§ TEXT SECTION
Meghan, the wife of Prince Harry whose mother is Black and father is White, says there were “concerns and conversations” within the royal family about how dark their unborn son Archie’s skin would be. Buckingham Palace later issued a statement saying Meghan’s allegations were being “taken very seriously,” while Prince William, Meghan’s brother-in-law, told a reporter, “We’re very much not a racist family.”

But Meghan’s remarks have been followed with interest by multiracial people, some of whom told CNN they have endured similar comments from relatives.

Racial prejudice between family members is not uncommon

Family relationships across races can add another layer of complication for people who are already straddling two or more worlds.

In the US, a vast majority of multiracial people — roughly 90% — say they have not been mistreated by a relative or extended family member because of their mixed-race background, according to a 2015 Pew study.

But it does happen, and to some racial groups more than others. For example, the Pew study found that 21% biracial adults who are White and Black say they have been treated badly by a relative because of their racial background.

And when the day after Meghan’s interview with Oprah one London woman tweeted, “I don’t think the racism mixed race kids face from their own families is discussed enough,” it sparked more than 137,000 likes and a long thread of comments by mixed-race people sharing hurtful experiences.

The woman, Kemah Bob, tells CNN she sent that tweet after talking to friends who have parents from different backgrounds.

“I’ve heard stories about the ways they’ve been hurt or cast out by their families,” she says. “I can’t imagine experiencing racism from within my own home — from people who say they love me.”

CNN also spoke to half a dozen multiracial people who said they’ve been mistreated by their own family members.

Some did not want to be identified for fear of straining family relationships, but described hostile upbringings that included their parents being ostracized by other relatives for having children with someone outside their race. One man said his grandparent would call his phone to hurl expletives at him, bringing him to tears.

Anderson, the mixed-race Maine woman, was raised by her mother and grandmother in Milo, a town that hosted a Ku Klux Klan parade in the 1920s.

Some of her White family members disowned her mother because of “race mixing,” she says. Another relative called her father the “Black bastard.”

“Racism lets you know right away that you are not White,” she says. “My Blackness stood out and was rare where I grew up, so it has always been a big part of my identity.”

Multiracial people can struggle to fit in on both sides of their family

Sharon Metzger, 28, was raised by a White father and a Zambian mother. Her parents met after her father’s Peace Corps stint in the southern African country of Lesotho.

They later moved to Arizona and Maryland before setting in Fishers, Indiana, where she lives. Her biggest challenge was trying to fit in both her parents’ worlds, she said.

Her Zambian family described her as a “Point Five,” a term implying you’re 0.5, or a half of one race, and commonly used to refer to biracial people in Africa.

Trying to determine her identity as a child without making either of her parents feel left out added to the confusion.

§ DATA SHOWN
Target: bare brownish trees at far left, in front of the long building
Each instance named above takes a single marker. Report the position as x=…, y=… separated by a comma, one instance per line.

§ PROBLEMS TO WORK ON
A. In the article, in which country did Sharon Metzger's father serve in the Peace Corps?
B. Reproduce the article word for word from "Some of her" up to and including "country of Lesotho.".
The data above has no connection to the article.

§ RESPONSES IN ORDER
A. Lesotho.

B.
Some of her White family members disowned her mother because of “race mixing,” she says. Another relative called her father the “Black bastard.”

“Racism lets you know right away that you are not White,” she says. “My Blackness stood out and was rare where I grew up, so it has always been a big part of my identity.”

Multiracial people can struggle to fit in on both sides of their family

Sharon Metzger, 28, was raised by a White father and a Zambian mother. Her parents met after her father’s Peace Corps stint in the southern African country of Lesotho.